╔══

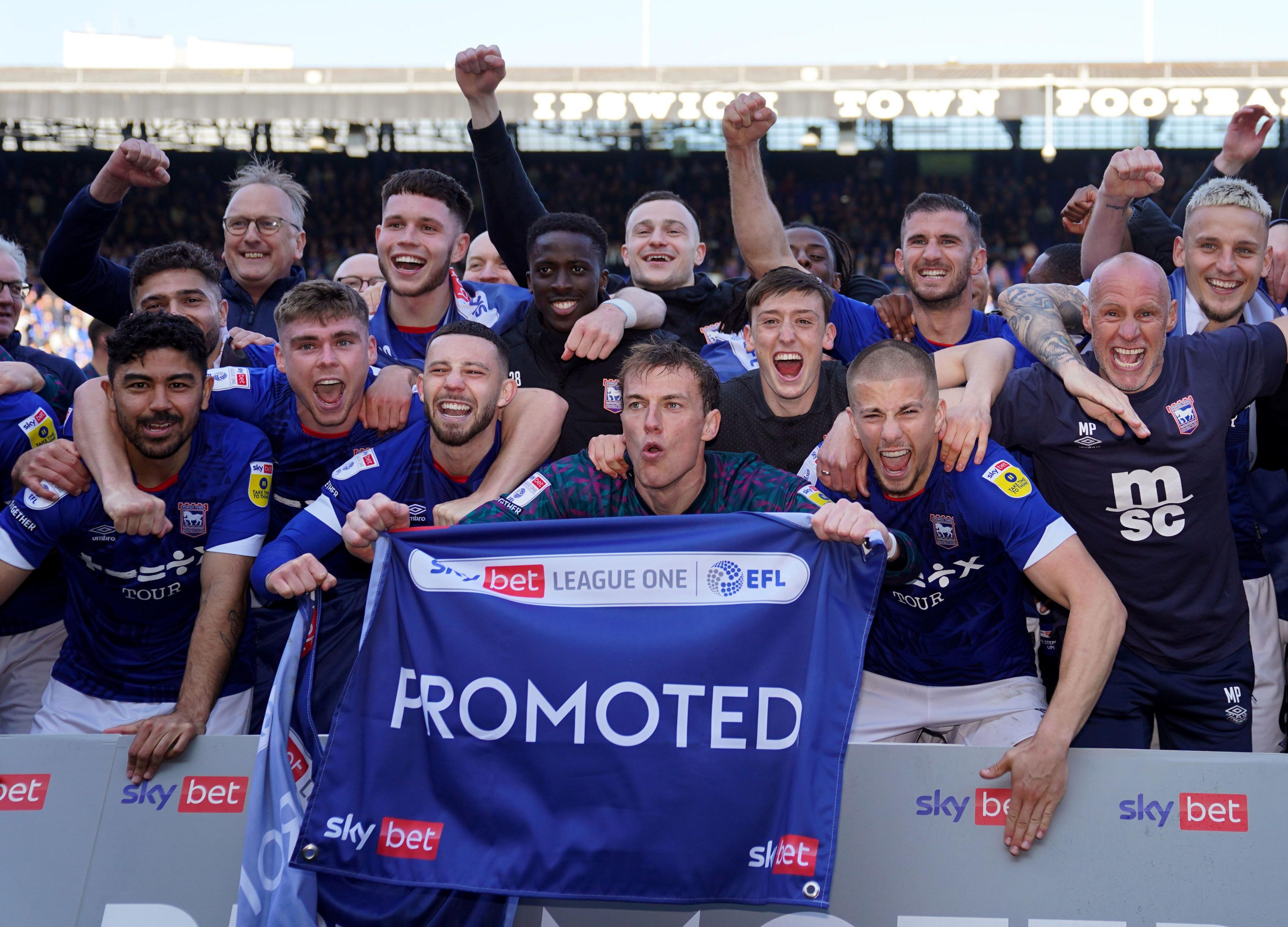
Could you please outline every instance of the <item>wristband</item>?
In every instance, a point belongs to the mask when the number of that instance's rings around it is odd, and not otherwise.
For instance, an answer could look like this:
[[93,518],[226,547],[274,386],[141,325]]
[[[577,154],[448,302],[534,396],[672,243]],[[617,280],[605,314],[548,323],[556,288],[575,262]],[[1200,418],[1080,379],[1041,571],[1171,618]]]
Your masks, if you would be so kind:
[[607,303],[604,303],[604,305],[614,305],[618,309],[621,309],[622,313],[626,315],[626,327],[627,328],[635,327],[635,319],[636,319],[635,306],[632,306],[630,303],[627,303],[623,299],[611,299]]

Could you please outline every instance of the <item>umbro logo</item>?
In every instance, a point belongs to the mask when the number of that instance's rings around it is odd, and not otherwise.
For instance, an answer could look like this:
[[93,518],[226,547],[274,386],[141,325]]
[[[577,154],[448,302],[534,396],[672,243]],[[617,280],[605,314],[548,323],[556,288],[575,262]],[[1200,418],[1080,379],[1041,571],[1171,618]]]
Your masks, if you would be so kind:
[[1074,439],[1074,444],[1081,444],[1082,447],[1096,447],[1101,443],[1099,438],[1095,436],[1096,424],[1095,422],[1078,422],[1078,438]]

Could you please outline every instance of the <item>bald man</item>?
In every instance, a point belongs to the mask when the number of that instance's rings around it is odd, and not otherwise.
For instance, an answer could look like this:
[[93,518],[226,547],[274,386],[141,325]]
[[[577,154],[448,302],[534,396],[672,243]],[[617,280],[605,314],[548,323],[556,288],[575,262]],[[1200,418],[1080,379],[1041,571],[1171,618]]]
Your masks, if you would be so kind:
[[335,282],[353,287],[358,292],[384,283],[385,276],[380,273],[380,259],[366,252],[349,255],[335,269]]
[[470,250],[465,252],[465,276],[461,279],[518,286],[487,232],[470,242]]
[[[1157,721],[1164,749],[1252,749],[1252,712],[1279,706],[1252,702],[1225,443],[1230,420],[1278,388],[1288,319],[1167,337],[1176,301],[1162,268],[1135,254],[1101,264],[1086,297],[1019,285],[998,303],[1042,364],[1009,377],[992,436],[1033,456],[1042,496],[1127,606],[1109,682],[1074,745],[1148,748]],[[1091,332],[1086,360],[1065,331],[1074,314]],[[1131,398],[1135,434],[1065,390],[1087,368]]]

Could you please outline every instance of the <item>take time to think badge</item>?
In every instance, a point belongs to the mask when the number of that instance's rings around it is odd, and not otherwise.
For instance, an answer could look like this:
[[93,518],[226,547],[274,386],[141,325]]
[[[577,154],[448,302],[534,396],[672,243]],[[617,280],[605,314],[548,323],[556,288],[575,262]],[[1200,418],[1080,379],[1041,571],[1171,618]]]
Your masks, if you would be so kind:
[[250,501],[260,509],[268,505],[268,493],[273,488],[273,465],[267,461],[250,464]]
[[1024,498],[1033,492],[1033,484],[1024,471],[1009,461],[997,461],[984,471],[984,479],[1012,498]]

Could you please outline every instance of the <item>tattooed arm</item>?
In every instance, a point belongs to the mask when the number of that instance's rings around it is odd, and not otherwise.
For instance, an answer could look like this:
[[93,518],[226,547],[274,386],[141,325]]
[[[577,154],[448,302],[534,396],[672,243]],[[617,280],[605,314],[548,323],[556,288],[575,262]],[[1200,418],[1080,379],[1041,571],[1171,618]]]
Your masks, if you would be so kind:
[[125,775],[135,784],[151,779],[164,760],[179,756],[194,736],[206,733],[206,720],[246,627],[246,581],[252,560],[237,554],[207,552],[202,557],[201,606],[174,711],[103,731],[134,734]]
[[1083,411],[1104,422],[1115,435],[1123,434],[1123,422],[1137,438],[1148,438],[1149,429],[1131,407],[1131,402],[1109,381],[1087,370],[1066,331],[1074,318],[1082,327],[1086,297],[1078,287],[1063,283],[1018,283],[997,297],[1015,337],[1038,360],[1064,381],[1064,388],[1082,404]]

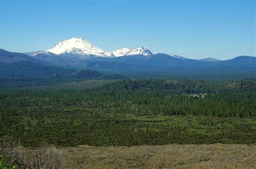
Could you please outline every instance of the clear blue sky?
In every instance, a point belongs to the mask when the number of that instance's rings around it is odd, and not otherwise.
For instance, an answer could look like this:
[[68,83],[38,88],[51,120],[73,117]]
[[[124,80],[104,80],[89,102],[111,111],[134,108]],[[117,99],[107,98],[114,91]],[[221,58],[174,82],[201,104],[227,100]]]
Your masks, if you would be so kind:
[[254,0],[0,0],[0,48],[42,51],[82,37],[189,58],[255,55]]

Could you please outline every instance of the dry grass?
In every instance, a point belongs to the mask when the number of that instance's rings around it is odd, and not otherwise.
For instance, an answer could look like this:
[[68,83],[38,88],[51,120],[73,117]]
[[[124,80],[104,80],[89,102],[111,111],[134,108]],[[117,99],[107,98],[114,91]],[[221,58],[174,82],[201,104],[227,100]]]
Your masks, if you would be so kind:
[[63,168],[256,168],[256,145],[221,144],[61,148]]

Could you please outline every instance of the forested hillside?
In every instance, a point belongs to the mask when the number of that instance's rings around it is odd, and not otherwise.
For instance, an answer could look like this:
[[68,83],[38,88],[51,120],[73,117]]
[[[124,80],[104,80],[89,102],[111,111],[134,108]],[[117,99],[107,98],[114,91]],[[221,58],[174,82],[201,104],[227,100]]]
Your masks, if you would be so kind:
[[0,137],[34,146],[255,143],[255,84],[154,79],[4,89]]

╚══

» **EXERCISE BRIEF**
Output the line holding "Could you please outline every instance of the clear", then every later line through the end of the records above, exactly as given and nothing else.

» **RESPONSE TO THIS TASK**
Could you please outline every instance of the clear blue sky?
In every instance, a point belongs to the mask when the number of that instance's rings around it is odd, and not otherwise.
For instance, an answer could look like this:
[[68,83],[38,88],[51,120],[73,117]]
[[[124,80],[104,80],[89,102],[111,111],[134,108]],[[117,99],[107,98],[114,91]],[[221,58],[174,82],[201,104],[227,100]]]
Your masks, if you would be so kind:
[[254,0],[0,0],[0,48],[42,51],[82,37],[189,58],[255,55]]

Could you please outline every instance of the dry grass?
In every instance, a point belongs to the mask when the number of that instance's rings around it is odd, and not otherwise.
For instance, an answer could look like this:
[[68,83],[38,88],[51,120],[73,117]]
[[[124,80],[104,80],[89,102],[111,111],[134,108]],[[117,99],[107,98],[114,91]],[[221,58],[174,82],[201,104],[227,100]]]
Your masks, if you would be so kind:
[[63,168],[256,168],[256,145],[221,144],[61,148]]

Could you please outline every instance of the forested hillside?
In every instance, a point belongs to the mask when the number of that instance's rings around it is odd, and not otherwise.
For instance, an answer could look like this:
[[68,83],[38,88],[51,120],[73,117]]
[[[124,80],[104,80],[89,102],[111,111],[134,108]],[[117,99],[107,98],[114,91]],[[221,58],[174,82],[201,104],[227,100]]]
Your masks, if you would be so kind:
[[0,137],[34,146],[255,143],[255,84],[154,79],[4,89]]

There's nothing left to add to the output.